VORGEGEBENER TEXT -
---+---

Schrift in ihrer großen Vielfalt

Hier gibt es einen Einblick in mein kalligrafisches Repertoire. Gleichzeitig liefere ich etwas Hintergrundwissen zu den abgebildeten Schriften. Die reiche Schrifthistorie hat allerdings noch viel mehr zu bieten.

Die Schriften, die ich besonders gut beherrsche, sind verständlicher Weise auch die, die ich besonders mag. Schrift hat auch immer mit Vorlieben und persönlichem Naturell zu tun. Aber natürlich spielt bei der Auswahl einer Schrift der Text und dessen Inhalt eine entscheidende Rolle.

Der Reiz der historischen Schriften liegt nicht unbedingt in ihrem Kopieren, sondern grade die freie Interpretation hat ihren Reiz. Nichts ist „in Stein gemeißelt“! Apropos „in Stein gemeißelt“ – die Grundlage für die Mehrzahl unserer heutigen Gebrauchsschriften haben wir von den Römern übernommen (erstes Bild).


DIE ANTIQUA
Die Versalien (Großbuchstaben) weisen keine fliessenden handschriftlichen Elemente auf, sondern stehen für sich. Ursprünglich in Stein gemeißelt, wurden sie sehr wahrscheinlich mit einem Breitwerkzeug (bspw. Breitpinsel) vorgeschrieben, das einen Wechselstrich von fett zu fein entstehen lässt.

---+---

DATENAUSZÜGE -
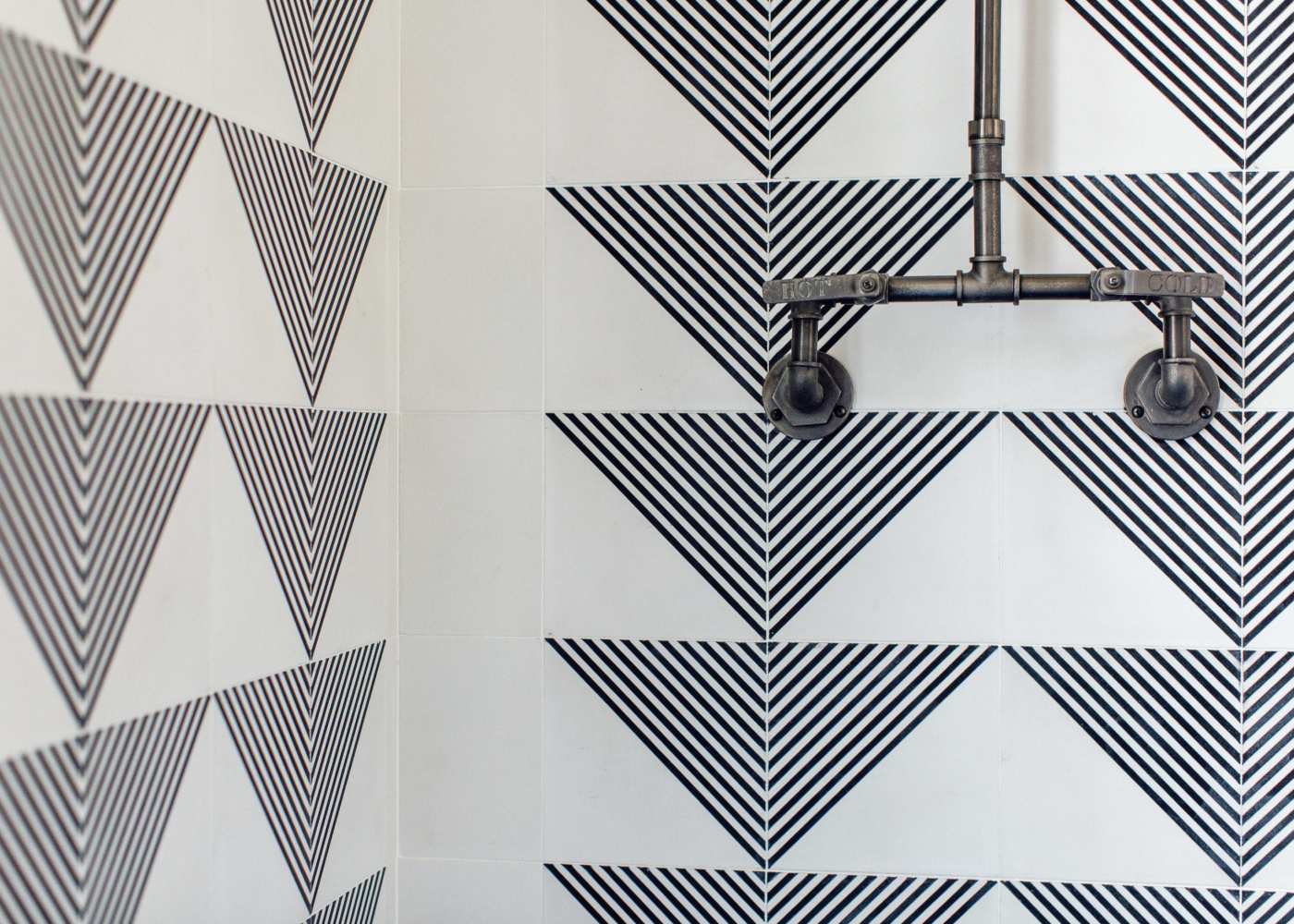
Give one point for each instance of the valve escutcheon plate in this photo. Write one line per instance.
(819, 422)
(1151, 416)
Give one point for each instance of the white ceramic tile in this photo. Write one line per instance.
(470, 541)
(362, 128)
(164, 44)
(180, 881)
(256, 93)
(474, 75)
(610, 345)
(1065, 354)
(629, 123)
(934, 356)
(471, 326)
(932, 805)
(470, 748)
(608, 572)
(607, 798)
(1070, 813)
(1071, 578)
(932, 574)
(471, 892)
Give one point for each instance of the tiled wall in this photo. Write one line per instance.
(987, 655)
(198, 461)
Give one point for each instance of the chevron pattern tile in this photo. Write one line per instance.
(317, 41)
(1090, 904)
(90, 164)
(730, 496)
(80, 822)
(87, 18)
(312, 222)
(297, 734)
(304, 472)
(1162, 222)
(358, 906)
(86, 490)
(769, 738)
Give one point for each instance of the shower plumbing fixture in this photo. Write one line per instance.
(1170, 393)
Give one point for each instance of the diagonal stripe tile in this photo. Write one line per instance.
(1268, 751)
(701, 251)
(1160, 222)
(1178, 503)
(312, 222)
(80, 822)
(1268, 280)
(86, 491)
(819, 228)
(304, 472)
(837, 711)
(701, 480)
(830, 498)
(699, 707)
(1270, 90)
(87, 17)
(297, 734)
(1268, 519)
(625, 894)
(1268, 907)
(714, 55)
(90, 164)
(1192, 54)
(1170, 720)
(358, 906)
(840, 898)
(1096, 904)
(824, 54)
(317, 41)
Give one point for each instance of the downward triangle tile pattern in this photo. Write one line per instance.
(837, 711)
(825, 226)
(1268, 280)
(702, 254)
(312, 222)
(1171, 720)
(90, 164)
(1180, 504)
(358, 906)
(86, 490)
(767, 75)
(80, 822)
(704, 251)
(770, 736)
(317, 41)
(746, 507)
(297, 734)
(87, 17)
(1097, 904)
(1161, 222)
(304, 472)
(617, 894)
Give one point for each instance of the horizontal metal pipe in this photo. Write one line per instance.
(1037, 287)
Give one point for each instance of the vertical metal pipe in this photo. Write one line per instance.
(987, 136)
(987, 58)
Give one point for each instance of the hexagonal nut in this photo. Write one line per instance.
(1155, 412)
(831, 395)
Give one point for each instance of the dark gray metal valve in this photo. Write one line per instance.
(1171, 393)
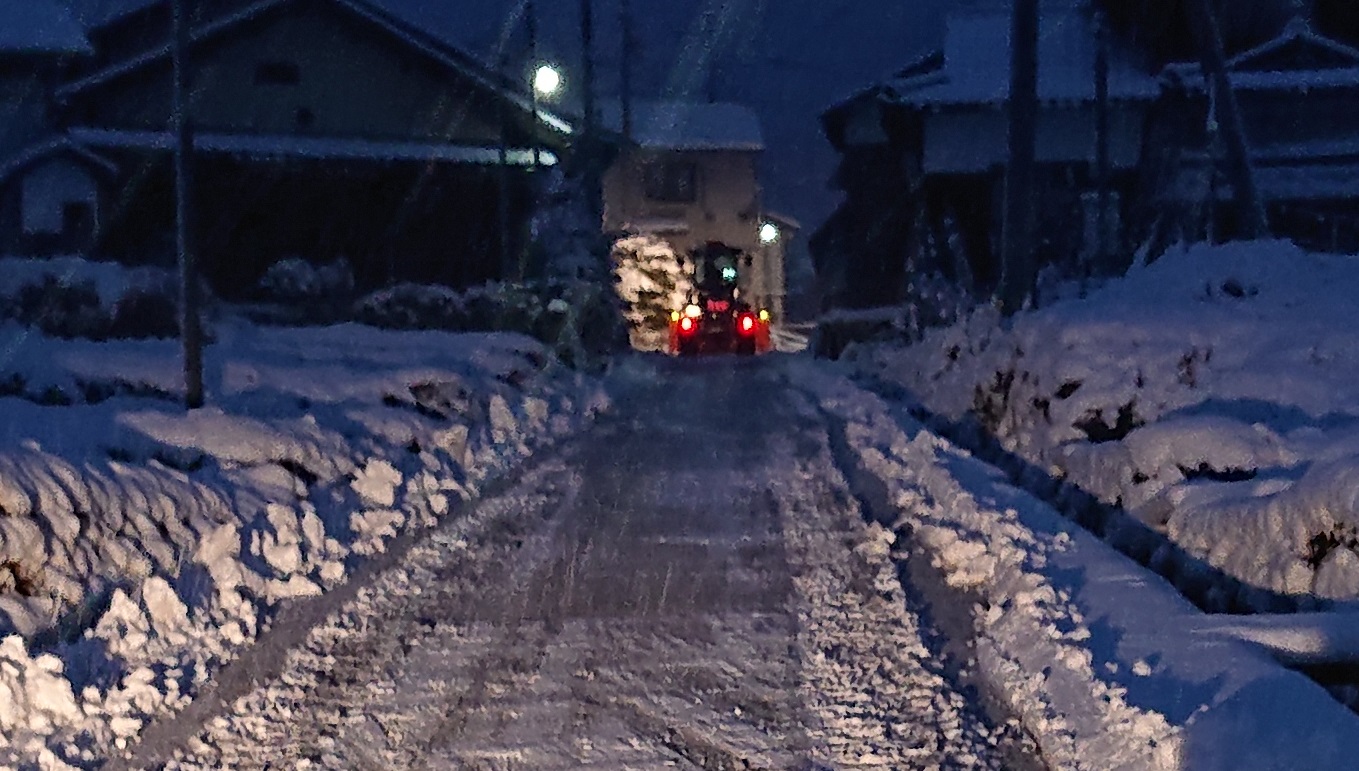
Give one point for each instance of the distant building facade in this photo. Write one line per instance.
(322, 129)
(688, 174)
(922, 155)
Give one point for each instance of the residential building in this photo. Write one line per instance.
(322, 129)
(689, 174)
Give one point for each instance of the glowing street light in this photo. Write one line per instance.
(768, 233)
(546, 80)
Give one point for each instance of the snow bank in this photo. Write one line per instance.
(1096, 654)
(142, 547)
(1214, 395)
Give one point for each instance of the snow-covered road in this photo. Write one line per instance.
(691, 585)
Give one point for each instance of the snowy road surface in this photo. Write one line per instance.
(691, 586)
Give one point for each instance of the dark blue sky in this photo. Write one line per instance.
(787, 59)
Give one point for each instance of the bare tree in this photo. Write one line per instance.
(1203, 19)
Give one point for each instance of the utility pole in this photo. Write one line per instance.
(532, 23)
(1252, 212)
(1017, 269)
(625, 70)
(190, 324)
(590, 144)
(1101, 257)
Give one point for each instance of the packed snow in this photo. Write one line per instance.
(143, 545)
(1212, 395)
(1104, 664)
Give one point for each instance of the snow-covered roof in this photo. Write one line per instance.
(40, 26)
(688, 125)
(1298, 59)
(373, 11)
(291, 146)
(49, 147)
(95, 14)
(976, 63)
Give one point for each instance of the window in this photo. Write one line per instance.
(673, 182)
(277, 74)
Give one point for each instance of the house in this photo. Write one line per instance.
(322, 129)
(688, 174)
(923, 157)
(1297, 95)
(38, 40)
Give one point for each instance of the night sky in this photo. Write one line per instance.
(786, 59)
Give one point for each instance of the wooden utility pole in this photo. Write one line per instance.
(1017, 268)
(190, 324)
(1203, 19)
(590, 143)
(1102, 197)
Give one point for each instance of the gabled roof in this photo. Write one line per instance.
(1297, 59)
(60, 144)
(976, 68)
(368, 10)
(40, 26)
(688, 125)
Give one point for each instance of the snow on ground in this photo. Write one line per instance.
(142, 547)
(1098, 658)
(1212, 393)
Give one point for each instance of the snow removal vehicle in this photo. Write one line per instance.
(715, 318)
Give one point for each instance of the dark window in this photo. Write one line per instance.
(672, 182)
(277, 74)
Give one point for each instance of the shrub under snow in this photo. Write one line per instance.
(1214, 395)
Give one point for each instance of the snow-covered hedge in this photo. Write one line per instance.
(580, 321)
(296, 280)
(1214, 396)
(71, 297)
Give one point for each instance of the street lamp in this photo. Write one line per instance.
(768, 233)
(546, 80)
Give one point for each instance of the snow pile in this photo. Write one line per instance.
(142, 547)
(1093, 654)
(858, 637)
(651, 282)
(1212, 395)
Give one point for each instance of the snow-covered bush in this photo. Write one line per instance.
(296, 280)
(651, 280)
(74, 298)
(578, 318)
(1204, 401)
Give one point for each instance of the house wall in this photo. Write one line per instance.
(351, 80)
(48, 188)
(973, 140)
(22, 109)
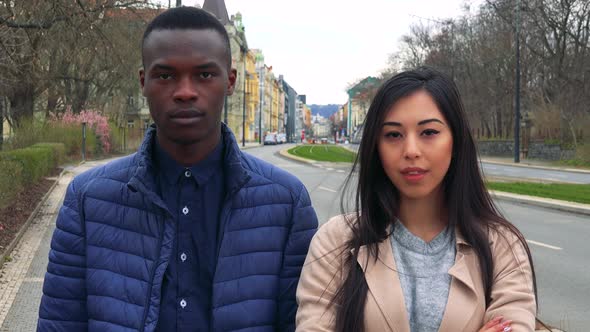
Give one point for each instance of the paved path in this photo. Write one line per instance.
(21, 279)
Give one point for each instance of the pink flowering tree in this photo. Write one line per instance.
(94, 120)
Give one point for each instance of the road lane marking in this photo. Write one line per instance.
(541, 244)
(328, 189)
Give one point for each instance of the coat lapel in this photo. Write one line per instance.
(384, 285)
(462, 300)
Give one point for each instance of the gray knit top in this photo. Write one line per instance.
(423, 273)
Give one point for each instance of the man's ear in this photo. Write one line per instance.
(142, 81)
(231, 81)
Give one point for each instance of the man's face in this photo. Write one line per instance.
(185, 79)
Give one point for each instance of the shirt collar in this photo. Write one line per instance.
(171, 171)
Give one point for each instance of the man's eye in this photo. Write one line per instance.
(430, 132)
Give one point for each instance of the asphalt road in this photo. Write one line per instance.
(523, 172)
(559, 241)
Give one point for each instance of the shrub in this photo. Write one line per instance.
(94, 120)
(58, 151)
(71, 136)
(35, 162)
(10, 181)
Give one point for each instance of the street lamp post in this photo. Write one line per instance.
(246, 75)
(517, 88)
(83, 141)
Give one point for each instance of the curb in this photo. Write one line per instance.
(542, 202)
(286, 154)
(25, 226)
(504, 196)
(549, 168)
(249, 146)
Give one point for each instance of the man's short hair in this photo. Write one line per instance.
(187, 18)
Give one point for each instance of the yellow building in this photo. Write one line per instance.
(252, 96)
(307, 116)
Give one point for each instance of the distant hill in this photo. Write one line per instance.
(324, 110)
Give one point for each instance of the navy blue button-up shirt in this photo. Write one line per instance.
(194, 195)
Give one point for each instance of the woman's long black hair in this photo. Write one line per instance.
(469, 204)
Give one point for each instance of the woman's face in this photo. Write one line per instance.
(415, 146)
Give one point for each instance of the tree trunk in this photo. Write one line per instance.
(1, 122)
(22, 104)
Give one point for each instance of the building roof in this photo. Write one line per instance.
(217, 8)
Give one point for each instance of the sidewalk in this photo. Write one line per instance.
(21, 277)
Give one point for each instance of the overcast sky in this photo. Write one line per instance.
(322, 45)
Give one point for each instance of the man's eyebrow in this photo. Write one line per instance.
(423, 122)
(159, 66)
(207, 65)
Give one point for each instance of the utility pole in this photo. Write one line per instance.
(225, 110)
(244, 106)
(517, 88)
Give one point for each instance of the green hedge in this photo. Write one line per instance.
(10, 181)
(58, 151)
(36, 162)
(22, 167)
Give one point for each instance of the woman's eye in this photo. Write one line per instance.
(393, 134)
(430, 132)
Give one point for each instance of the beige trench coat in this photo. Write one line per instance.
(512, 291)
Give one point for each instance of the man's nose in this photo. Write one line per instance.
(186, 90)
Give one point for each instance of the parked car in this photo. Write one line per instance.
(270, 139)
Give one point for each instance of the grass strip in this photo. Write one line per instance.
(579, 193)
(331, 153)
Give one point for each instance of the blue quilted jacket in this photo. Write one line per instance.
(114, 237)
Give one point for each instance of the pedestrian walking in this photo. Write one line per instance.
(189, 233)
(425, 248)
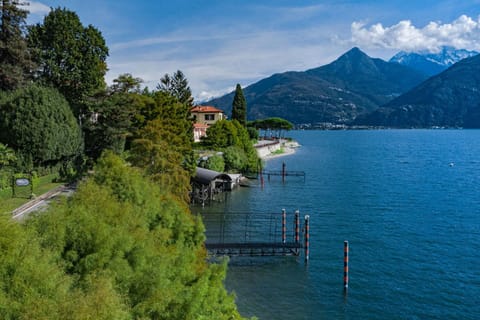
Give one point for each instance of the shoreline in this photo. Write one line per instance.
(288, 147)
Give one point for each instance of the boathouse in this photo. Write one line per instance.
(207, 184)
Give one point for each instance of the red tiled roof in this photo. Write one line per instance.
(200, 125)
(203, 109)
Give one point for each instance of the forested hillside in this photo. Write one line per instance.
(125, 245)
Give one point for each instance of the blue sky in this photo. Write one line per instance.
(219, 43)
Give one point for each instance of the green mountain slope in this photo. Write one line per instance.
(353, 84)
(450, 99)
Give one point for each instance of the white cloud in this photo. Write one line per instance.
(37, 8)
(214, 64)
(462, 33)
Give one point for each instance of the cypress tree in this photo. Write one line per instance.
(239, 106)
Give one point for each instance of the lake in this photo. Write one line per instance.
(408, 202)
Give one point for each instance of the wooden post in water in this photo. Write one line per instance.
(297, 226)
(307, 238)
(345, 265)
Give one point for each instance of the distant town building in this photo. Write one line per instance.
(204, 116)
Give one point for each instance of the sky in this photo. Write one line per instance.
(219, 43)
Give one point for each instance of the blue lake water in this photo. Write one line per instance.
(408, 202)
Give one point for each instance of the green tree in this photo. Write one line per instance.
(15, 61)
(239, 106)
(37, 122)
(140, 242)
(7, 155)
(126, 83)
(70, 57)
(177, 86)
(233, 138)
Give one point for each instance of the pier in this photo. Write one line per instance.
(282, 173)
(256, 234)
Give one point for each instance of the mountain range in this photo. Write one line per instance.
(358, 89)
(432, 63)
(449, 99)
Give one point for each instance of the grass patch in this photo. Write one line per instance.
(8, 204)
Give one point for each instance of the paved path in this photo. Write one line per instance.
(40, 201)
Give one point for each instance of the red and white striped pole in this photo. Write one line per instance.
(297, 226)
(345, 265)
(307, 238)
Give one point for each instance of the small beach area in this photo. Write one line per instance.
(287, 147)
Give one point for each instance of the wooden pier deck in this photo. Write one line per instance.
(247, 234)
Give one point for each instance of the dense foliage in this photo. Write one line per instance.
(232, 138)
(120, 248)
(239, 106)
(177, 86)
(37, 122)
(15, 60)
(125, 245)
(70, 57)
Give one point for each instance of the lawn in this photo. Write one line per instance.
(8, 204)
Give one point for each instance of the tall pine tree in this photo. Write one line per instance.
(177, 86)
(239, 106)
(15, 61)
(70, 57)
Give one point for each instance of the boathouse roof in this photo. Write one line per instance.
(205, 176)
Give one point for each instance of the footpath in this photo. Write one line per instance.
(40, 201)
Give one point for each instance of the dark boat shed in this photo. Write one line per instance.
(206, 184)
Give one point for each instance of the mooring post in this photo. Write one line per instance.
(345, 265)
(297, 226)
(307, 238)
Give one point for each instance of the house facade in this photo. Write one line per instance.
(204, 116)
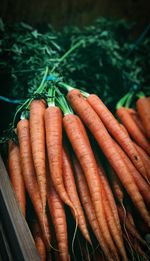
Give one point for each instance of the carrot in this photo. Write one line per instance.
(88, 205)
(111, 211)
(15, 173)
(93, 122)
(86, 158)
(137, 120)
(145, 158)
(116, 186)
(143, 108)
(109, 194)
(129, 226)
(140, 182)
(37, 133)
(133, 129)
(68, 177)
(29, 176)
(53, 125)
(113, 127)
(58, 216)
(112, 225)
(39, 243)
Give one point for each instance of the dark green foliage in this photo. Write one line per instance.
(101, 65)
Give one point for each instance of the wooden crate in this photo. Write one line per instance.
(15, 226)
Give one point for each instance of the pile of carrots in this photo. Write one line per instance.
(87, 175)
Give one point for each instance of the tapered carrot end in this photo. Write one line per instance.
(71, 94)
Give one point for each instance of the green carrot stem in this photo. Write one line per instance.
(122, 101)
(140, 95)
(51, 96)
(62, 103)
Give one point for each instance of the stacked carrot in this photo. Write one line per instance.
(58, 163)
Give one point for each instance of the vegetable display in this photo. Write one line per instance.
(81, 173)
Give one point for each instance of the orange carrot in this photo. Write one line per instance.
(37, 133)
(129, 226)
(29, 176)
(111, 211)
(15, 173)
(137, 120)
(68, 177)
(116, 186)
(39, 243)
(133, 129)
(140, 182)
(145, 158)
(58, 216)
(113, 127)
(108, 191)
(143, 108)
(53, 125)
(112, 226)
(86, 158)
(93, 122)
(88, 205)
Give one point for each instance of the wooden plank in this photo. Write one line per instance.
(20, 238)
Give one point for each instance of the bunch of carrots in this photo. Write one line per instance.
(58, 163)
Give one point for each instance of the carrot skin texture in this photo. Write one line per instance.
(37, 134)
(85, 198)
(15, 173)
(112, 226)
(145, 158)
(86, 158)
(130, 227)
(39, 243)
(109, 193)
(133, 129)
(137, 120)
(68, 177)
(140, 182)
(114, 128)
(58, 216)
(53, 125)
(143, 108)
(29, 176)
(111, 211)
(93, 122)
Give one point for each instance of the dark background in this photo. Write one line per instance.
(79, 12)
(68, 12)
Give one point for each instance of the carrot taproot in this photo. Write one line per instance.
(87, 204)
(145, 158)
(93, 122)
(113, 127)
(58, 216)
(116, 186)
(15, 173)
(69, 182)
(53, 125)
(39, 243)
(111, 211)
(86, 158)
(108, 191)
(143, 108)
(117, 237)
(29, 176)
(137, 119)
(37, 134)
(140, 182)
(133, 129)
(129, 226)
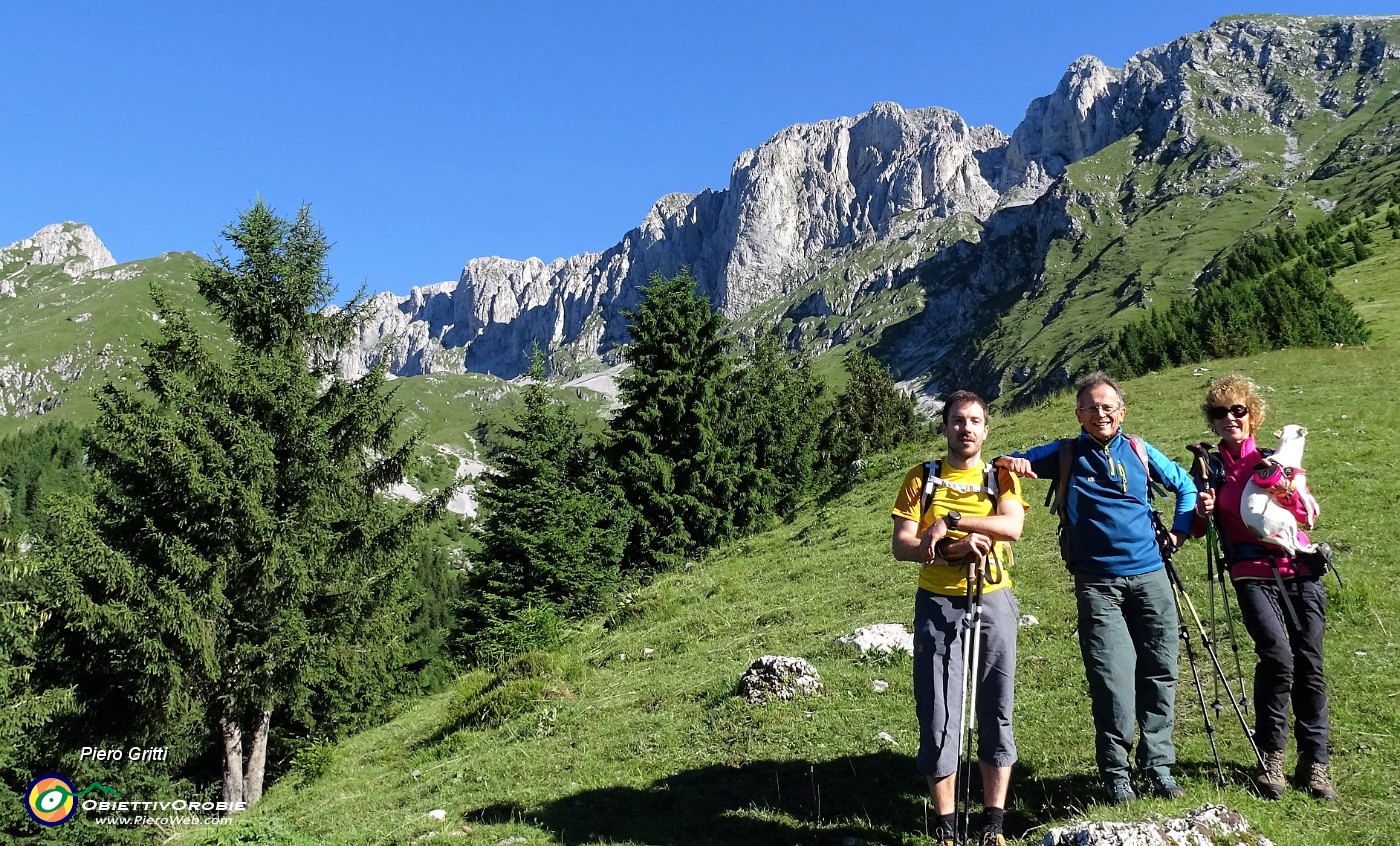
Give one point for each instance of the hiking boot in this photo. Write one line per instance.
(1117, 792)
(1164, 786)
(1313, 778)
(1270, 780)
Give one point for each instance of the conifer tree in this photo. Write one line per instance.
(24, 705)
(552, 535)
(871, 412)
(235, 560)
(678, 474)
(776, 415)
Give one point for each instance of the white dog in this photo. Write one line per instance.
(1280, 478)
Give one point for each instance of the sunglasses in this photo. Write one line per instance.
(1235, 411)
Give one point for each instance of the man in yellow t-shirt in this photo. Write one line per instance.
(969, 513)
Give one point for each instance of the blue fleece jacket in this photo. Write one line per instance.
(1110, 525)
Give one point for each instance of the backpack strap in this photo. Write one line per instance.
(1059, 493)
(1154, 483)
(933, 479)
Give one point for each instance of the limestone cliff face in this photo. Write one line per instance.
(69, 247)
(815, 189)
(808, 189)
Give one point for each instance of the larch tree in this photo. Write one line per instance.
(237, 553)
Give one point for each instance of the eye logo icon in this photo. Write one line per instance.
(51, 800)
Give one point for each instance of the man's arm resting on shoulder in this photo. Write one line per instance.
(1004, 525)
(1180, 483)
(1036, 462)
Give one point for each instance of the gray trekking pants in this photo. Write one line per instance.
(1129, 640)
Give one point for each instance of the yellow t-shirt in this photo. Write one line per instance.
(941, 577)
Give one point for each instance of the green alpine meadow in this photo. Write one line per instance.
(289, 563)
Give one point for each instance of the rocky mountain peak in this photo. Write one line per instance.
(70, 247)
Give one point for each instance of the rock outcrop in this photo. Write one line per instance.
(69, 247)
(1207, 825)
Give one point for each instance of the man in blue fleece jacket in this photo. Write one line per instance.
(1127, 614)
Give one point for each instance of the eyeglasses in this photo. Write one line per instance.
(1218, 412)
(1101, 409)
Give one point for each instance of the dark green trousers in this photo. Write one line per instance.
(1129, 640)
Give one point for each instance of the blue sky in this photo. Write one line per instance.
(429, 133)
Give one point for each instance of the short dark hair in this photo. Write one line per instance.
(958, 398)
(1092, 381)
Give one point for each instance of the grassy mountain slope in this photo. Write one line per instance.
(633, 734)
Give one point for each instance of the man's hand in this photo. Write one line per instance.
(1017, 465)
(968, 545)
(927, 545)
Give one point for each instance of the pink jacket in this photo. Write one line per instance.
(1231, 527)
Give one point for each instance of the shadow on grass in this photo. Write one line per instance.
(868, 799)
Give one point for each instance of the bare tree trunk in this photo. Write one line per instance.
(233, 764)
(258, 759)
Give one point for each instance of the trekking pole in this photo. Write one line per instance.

---+---

SCHRIFTLICHE AUFGABE - Setze den Text über kalligrafische Schriften im Anschluss an seinen letzten Satz fort.

GELÖSTE AUFGABE -
DIE RÖMISCHE MINUSKEL
Um zügiger zu schreiben, hatten die Römer auch schon eine kursiv laufende Schrift. Der handschriftliche Charakter wird deutlich, bedingt durch die Einbindung von Kleinbuchstaben. Bis ins Mittelalter hinein wurde diese Schrift geschrieben.


DIE TEXTUR
Ganz der Formensprache der Gotik verpflichtet, ist die Textur eine aufrecht stehende eng laufende Schrift, deren Elemente Ecken und Kanten aufweisen. Dennoch suchen die Buchstaben die Verbindung.


DIE BASTARDA
Die Bastarda ist eine Zwischenform, ein Zwitter sozusagen. Sie greift Elemente der Gotischen Buchschriften auf, wird aber auch schon durch runde Elemente geprägt. Die Individualität des Schreibenden und die Region bestimmten maßgeblich die Form. Eine Besonderheit ist das die Schrägstellung des langen „s“ (siehe Beispiel).


DIE HUMANISTISCHE ANTIQUA
In der Renaissance entdeckte man die Antiqua der Römer wieder. Aus verschiedenen Einflüssen (bspw. Römische Kursive, Karolingische Minuskel) formten sich die Kleinbuchstaben. Die Großbuchstaben wurden eins zu eins von den Römern übernommen. Die Mehrheit unserer „Leseschriften“ basiert auf dieser Schrift. Serifen – die kleinen „Füßchen“ an Ein- und Ausgängen – prägen die Formen.


DIE HUMANISTISCHE KURSIVE
Eine weitere Schrift der Renaissance. Durch ihre leichte Schräglage wurde es möglich, die Schreibgeschwindigkeit zu erhöhen. Die Buchstaben suchen die Verbindung und „laufen“ förmlich. Die Schrift ist die Vorlage für unsere heutige verbundene Schreibschrift, die an den meisten Schulen unterrichtet wird. > Schulausgangsschrift, SAS


DIE COPPERPLATE
Die Englischen Schreibschriften treiben es im Klassizismus dann quasi auf die Spitze. Mit der Spitzfeder geschrieben, versuchte man sich dem filigranen Kupferstich anzunähern. Der Kontrast zwischen dick und dünn entsteht ausschließlich durch den unterschiedlichen Druck beim Schreiben. Für festive Anlässe sicher gut geeignet, aber doch etwas divenhaft.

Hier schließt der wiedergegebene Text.